Dati salvati:
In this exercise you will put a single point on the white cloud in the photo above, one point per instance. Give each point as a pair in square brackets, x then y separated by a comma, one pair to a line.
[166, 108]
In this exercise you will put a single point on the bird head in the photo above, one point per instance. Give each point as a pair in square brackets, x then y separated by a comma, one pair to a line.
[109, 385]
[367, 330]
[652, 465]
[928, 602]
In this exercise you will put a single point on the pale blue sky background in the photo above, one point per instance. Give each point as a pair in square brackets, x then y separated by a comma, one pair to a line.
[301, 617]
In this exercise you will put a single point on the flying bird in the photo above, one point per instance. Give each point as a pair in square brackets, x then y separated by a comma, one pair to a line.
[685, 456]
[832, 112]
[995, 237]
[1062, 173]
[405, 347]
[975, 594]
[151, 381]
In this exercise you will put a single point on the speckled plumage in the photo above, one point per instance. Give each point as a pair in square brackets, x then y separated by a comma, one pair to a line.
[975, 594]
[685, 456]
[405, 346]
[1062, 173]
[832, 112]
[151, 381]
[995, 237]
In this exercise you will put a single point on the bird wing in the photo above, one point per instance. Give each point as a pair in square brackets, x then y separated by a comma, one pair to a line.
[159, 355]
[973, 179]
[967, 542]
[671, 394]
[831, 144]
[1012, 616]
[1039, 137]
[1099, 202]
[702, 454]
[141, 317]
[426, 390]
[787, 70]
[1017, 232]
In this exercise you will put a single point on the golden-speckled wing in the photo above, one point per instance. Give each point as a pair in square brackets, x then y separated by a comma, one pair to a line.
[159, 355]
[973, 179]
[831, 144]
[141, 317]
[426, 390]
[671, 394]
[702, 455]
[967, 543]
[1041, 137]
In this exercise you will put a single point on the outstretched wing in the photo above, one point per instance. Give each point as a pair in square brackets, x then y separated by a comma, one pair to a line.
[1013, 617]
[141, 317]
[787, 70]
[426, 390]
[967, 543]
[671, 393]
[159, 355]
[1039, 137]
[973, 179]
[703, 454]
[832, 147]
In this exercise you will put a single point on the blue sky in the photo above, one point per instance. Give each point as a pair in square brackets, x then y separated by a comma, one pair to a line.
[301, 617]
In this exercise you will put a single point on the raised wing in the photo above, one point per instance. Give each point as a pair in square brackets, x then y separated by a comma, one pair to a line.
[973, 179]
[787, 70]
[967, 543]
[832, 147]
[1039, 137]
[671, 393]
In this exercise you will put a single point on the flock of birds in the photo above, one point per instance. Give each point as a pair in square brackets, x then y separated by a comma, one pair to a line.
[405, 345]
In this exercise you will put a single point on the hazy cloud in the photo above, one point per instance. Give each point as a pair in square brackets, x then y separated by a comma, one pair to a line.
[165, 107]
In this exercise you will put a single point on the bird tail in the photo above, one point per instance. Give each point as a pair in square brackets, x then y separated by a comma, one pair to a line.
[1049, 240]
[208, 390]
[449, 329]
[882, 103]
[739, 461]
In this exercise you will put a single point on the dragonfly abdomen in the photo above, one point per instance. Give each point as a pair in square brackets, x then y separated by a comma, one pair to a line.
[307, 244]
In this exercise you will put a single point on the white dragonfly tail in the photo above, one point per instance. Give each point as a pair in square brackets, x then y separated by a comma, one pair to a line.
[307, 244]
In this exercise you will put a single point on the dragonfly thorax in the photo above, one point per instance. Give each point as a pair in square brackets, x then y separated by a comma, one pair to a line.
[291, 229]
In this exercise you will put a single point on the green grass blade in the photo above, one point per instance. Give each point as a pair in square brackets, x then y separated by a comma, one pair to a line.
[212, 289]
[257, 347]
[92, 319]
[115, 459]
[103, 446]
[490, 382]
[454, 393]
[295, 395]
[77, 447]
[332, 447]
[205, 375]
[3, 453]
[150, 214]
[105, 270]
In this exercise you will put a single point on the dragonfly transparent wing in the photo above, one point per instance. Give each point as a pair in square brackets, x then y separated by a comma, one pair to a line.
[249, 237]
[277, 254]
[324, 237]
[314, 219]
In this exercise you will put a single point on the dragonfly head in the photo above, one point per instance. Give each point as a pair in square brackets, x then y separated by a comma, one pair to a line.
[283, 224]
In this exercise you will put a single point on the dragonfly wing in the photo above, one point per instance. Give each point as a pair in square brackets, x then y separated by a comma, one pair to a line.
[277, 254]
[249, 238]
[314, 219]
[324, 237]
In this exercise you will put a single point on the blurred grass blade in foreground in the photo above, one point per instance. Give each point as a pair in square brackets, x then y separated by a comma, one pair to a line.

Consegna
Riscrivi tutti i dati qui sopra, riga per riga, senza cambiare nulla.

Soluzione
In this exercise you will put a single point on the white cloud in the photo above, one point per instance. Give each point as a pair in square brackets, x then y separated by a comma, one pair to a line.
[166, 108]
In this exercise you will put a single point on the bird head in the photo above, one point per instance. Give each point as a pair in square brackets, x then y separated by a comma, one pair to a line.
[109, 385]
[367, 330]
[652, 465]
[928, 602]
In this exercise you will put a single point on the pale blue sky background in the photo above, one point per instance. Give each point as a pair in square brackets, x then y separated by a comma, one pair to a line.
[301, 617]
In this exercise you will put a single point on the flying bird in the photo above, one point per instance. Give each point as a pair in square brackets, x then y separated by a comma, one pair to a line.
[685, 456]
[832, 112]
[995, 237]
[1062, 173]
[405, 347]
[975, 594]
[151, 381]
In this exercise you will put a single point on the speckled plumage in the photo above, one point per instance. Give each point as a pair in square brackets, x then y separated by a comma, one pair to a line.
[975, 594]
[685, 456]
[405, 346]
[1062, 173]
[832, 112]
[151, 381]
[995, 237]
In this exercise you will put a single point on the bird wing in the photo above, one point per instance. Give each point as a pair in square brackets, x then y separated by a comma, one pair to a line.
[159, 355]
[973, 179]
[967, 542]
[671, 394]
[831, 144]
[1012, 616]
[1039, 137]
[1099, 202]
[702, 454]
[141, 317]
[426, 390]
[787, 70]
[1017, 232]
In this exercise you will put a single point on the golden-speckled wing in the photo above, one point per instance. Give each point as a pair in square brackets, x then y separated by a comma, one pair to a line.
[159, 355]
[973, 179]
[831, 144]
[141, 317]
[426, 390]
[671, 394]
[702, 455]
[967, 543]
[1041, 137]
In this exercise you will put a single point on the outstretched wing in the photo above, one point per instance. Give each point as a pair in square brackets, x then y separated by a comma, one pair to a line.
[1013, 617]
[141, 317]
[787, 70]
[426, 390]
[967, 543]
[671, 393]
[159, 355]
[1039, 137]
[973, 179]
[703, 454]
[832, 147]
In this exercise you will put a single point on the blue sky in the photo above, one point per instance. Give each point as a pair in square brackets, x then y separated by a comma, one pair to a line.
[301, 617]
In this exercise you will put a single point on the raised wing in the photo above, one point per instance. Give each point as a pair in square brackets, x then y separated by a comma, one pair to a line.
[973, 179]
[787, 70]
[967, 543]
[832, 147]
[1039, 137]
[671, 393]
In this exercise you will put a single point on the flock of birds in the photo above, one point per instance. Give each point as a pair in square brackets, x then y separated by a comma, one pair to a line.
[405, 345]
In this exercise you will put a single point on the hazy cloud in the photo above, one point per instance. Give each point as a pair in square brackets, x then y separated by a comma, one pair to a line.
[165, 107]
In this exercise you will put a single point on the bird tail in the photo above, one point per instance. Give each point as a pair in square brackets, x then y separated by a comma, one pair to a line.
[1049, 240]
[208, 390]
[449, 329]
[882, 103]
[739, 461]
In this exercise you will put a single point on the dragonfly abdomen in the photo above, one point per instance. Give each point as a pair in square brackets, x then y separated by a comma, one pair to a line.
[307, 244]
In this exercise you will put a single point on the white dragonfly tail in the photo above, one point per instance. Give each point as a pair in square brackets, x then y separated by a comma, one pair to a line.
[307, 244]
In this exercise you will put a single point on the dragonfly thorax in the photo above, one point per instance. Give each point as a pair in square brackets, x then y separated by a comma, one pair to a line.
[291, 229]
In this exercise you will put a single point on the green grass blade in the photo above, one point per instance. Give each point as a pair in square brackets, x then y separated by a comma, one pair to a line.
[212, 289]
[257, 347]
[92, 319]
[115, 459]
[103, 446]
[490, 382]
[454, 393]
[295, 395]
[77, 447]
[332, 447]
[205, 375]
[3, 453]
[150, 214]
[105, 270]
In this exercise you will put a single point on the dragonfly transparent wing in the photo above, one point per instance. Give each point as a pair in square brackets, x then y separated by a comma, one pair to a line.
[249, 237]
[277, 254]
[324, 237]
[314, 219]
In this exercise you will put a single point on the dragonfly head in the photo above, one point per instance. Give each point as a pair in square brackets, x then y separated by a comma, one pair to a line.
[283, 224]
In this exercise you will put a single point on the dragonfly wing in the photo above, one point per instance. Give each point as a pair in square brackets, x then y separated by a comma, one pair to a line.
[277, 254]
[249, 238]
[314, 219]
[324, 237]
In this exercise you will put a single point on the blurred grass blade in foreground in the photo above, one point per instance. Give each point as a pair in square brackets, x then y separated by a comma, one pair to a line.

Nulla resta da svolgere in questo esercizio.